**Supplied material**
** Start **

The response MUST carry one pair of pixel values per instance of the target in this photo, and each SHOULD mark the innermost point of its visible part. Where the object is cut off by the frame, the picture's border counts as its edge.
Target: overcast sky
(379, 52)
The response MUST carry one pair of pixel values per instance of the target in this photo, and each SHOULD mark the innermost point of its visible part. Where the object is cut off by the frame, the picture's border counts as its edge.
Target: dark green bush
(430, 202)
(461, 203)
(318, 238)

** End **

**Problem**
Return all of the entries above verbatim, with every line and character unchanged.

**Problem solution**
The response MUST carry one pair of pixel values per instance of the target in this photo, and each SHOULD mark the innermost point of its visible part. Where the object is cut off by the frame, the picture's border counts as its edge.
Target: overcast sky
(379, 52)
The response MUST carry one pair of pixel values per instance of the target in this photo, and each SHOULD mark the innermost point of its visible part. Where the object is cut off by the frame, the picture's border counts as its edge.
Target: dark green bush
(430, 202)
(461, 203)
(318, 238)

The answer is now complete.